SHORT PROBLEM A
Find each line in the rows that contains the word "tree" and copy it out. Case counts.

SELECTED EXTRACT

The #NCCrunch, co-hosted by the Farm to School Coalition of North Carolina and NC Farm to Preschool Network, is designed to celebrate agriculture, nutrition, and farm to school. New resources that have been created to help with nutrition education and promotional outreach are now available on the F2SCNC website. The resources include a Twitter header, Facebook cover, 14 graphics on seasonal produce grown in our state, and more!

View the resources here.

NC State Board of Education NC Crunch Celebration

During their October meeting, the NC State Board of Education crunched into North Carolina-grown apples from Flavor Full Farms, a NC Farm to School Program grower, to show their support for farm to school and school meals for the NC Crunch and Farm to School and Early Care and Education Month. 

NC Superintendent Truitt Celebrates National School Lunch Week and Farm to School and Early Care and Education Month

State Superintendent Catherine Truitt recorded a message to highlight the benefits of farm to school and school meals and encourage everyone to celebrate National School Lunch Week and Farm to School and Early Care and Education Month and help us reach all 100 counties with this year's NC Crunch.

NC State Board of Education (NCSBE) Chair Eric Davis Celebrates National School Lunch Week

NCSBE Chair Eric Davis recorded a video message encouraging everyone to support farm to school meals, celebrate National School Lunch Week, participate in the NC Crunch and recognize our essential front-line professionals involved in feeding and educating our students.

Visit our Resource Library!

Budding Botanist Grant 

Tomorrow! Deadline: October 14, 2022

The Klorane Botanical Foundation is committed to supporting programs that teach respect for the environment and protect nature through the preservation of plant species and biodiversity. Designed to further their mission, the Budding Botanist Grant will help students learn about plants, explore their world and inspire them to take care of the life they discover in their local ecosystems. In late 2022, twenty high-need schools across the United States will be awarded $1,000 in grant funding to support their youth garden programs. 

Learn more and apply here.


Whole Kids Foundation Bee Grant

Deadline: October 15, 2022

The Whole Kids Foundation is offering two grants to support establishing or growing bee programs. The Traditional Bee Grant allows for K-12 schools or non-profit organizations that serve any grades K-12 to start a new or enhance an existing bee program hosting live bees on their campus. The traditional track is for new applicants only. The Renewal Bee Grant allows for K-12 schools or non-profit organizations that have previously received a Bee Grant to receive support to grow their programs. The renewal is for previous Bee Grant recipients only. 

Learn more here.


From Learning to Leading: Cultivating the Next Generation of Diverse Food and Agriculture Professionals

Deadline: November 15, 2022

The primary goal of the National Institute of Food and Agriculture’s (NIFA) From Learning to Leading: Cultivating the Next Generation of Diverse Food and Agriculture Professionals Program (NEXTGEN) is to enable 1890 institutions, 1994 institutions, Alaska Native-serving institutions and Native Hawaiian-serving institutions, Hispanic-serving institutions (specifically, the certified Hispanic-serving agricultural colleges and universities (HSACUs)), and insular area institutions of higher education located in the U.S. territories to build and sustain the next generation of the food, agriculture, natural resources, and human sciences (FANH) workforce primarily through student scholarship support, paid internships, fellowships, and job opportunity matching, and facilitating pathways to employment in the federal sector.

SHORT PROBLEM B
Please set down the farm to school passage from "Whole Kids Foundation Bee" to "Grant recipients only.", word for word.

MATERIAL PROVIDED
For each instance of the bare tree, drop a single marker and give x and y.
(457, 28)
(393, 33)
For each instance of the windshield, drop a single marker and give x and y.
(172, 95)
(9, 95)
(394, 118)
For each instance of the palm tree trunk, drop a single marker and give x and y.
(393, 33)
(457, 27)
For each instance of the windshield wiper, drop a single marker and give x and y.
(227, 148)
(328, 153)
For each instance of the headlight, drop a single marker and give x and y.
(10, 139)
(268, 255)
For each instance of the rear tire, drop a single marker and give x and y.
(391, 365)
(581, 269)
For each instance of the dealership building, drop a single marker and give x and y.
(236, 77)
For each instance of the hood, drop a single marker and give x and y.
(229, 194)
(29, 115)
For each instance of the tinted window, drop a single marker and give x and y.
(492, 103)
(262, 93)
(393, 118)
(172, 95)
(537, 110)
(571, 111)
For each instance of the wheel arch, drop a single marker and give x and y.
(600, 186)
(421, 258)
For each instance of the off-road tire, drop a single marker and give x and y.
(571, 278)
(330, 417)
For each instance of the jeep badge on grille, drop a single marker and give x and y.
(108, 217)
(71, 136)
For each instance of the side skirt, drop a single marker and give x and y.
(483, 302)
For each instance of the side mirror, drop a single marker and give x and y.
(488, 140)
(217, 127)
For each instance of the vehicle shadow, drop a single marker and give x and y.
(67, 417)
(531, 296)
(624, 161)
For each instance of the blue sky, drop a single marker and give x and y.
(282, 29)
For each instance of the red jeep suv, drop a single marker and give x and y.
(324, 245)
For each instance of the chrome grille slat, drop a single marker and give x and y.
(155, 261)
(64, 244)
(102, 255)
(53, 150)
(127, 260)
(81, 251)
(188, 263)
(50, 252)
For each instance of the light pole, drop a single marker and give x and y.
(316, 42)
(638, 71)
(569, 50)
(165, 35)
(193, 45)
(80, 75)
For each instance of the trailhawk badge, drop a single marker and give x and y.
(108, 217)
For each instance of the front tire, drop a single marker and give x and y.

RESULT A
For each instance of the bare tree, drop a single marker and give x and y.
For each instance of the palm tree trunk, drop a single marker and give x and y.

RESULT B
Whole Kids Foundation Bee Grant

Deadline: October 15, 2022

The Whole Kids Foundation is offering two grants to support establishing or growing bee programs. The Traditional Bee Grant allows for K-12 schools or non-profit organizations that serve any grades K-12 to start a new or enhance an existing bee program hosting live bees on their campus. The traditional track is for new applicants only. The Renewal Bee Grant allows for K-12 schools or non-profit organizations that have previously received a Bee Grant to receive support to grow their programs. The renewal is for previous Bee Grant recipients only.